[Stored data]
################

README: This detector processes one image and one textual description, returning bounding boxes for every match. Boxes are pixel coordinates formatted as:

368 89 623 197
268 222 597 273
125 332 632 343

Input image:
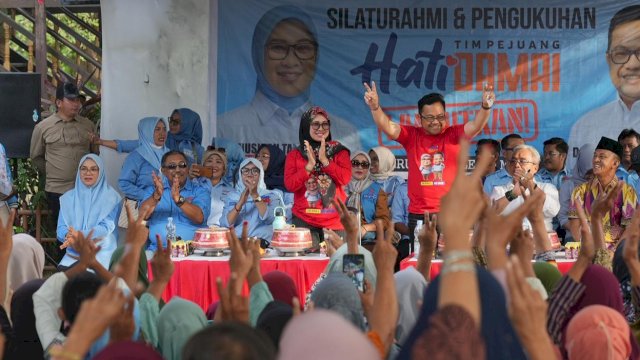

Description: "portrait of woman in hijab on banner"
217 5 360 153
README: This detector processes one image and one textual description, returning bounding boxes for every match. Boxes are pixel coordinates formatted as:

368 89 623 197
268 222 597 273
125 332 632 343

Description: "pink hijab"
565 305 631 360
278 309 380 360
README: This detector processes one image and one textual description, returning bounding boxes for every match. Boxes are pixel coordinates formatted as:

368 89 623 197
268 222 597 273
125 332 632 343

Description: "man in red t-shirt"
364 82 495 257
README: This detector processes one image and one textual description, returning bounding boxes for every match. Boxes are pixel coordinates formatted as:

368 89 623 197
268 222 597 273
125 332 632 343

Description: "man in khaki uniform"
30 83 96 223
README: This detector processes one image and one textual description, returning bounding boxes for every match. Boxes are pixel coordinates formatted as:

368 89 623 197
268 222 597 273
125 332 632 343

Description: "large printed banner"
214 0 635 168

################

## WHAT YOU HAVE TO DO
Copy the data from its first line through the line that contains "217 5 360 153", including both ends. Leave any pictures out of your copy.

## RESULT FOR THIS TASK
README: This detector processes one image and one textual description, returning bounding boxes for every match. Boxes are pixel coordinates formatted as:

368 89 623 197
268 222 597 273
125 332 632 343

Input image:

Description: "portrait of woman in hijab on banner"
217 5 360 153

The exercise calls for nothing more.